*** RAW RECORDS ***
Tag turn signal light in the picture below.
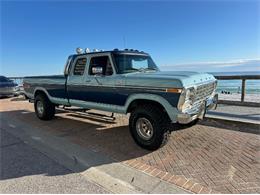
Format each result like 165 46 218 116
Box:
166 88 182 93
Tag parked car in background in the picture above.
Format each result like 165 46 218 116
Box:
0 76 20 97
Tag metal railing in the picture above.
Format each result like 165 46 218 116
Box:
215 75 260 106
8 75 260 107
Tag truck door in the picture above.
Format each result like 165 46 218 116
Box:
67 56 87 101
84 54 122 105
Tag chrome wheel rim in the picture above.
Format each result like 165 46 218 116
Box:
136 118 153 140
36 101 44 115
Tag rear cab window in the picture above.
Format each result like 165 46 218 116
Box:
73 57 87 76
89 55 113 76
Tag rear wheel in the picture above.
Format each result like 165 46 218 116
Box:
129 104 170 150
34 94 55 120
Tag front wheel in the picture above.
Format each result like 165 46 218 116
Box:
129 105 170 150
34 94 55 120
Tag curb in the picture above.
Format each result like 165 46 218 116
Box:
204 115 260 134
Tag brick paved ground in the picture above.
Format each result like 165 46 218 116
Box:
0 99 260 193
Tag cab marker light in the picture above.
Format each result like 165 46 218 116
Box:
165 88 182 93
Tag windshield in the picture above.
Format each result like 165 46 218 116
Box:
0 76 11 82
114 54 158 74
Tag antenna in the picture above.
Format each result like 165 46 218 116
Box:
123 36 126 48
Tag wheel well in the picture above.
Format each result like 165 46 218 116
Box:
127 99 166 113
34 90 48 98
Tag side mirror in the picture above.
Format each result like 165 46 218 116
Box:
92 66 103 75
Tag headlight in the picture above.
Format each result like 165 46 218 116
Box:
178 88 195 111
***
### EXERCISE DESCRIPTION
Rewrite all the records above, replacing "Format each result like" with "Write each result as" everywhere and keeping everything else the same. Don't include the pictures.

### ANSWER BELOW
Tag turn signal light in the picture below.
Write each result as 165 46 218 116
Box:
166 88 182 93
Tag parked car in background in the picture above.
Write each result as 165 46 218 116
Box:
0 76 20 97
Tag metal railing in the picture above.
Write each result as 165 46 218 116
Box:
215 75 260 106
8 75 260 107
Tag truck door in the picture above.
Write each result as 165 46 218 116
Box:
67 56 87 101
84 54 122 105
Tag chrome wheel rim in the picture above.
Write each result as 165 46 218 116
Box:
136 118 153 140
36 101 44 115
Tag rear cab window in the picture above.
Write each result as 165 46 218 116
Box:
73 57 87 76
89 55 113 76
Tag rear wheel in the picture above.
Write each result as 165 46 218 116
Box:
129 104 170 150
34 94 55 120
Tag front wheel in the picture above.
Write each result as 165 46 218 116
Box:
129 105 170 150
34 94 55 120
Tag curb in the picture above.
Write each result as 165 46 218 116
Box:
204 115 260 134
Tag brick paved ground in the picture above.
Write each result as 165 46 218 116
Box:
0 99 260 193
Tag cab marker light in the picture above.
Write each result as 165 46 218 116
Box:
165 88 182 93
Tag windshield in the picture above.
Write each result as 165 46 218 116
Box:
0 76 11 82
114 54 158 74
Tag antenna in the picture above.
Write each result as 165 46 218 116
Box:
123 36 126 48
Tag wheel well in the picture above.
Write each result as 165 46 218 116
Box:
127 99 166 113
34 90 48 98
Tag side mirror in the picture above.
Write each result as 165 46 218 116
Box:
92 66 103 75
Tag headlight in the picture above.
Write each result as 165 46 218 116
Box:
178 88 195 111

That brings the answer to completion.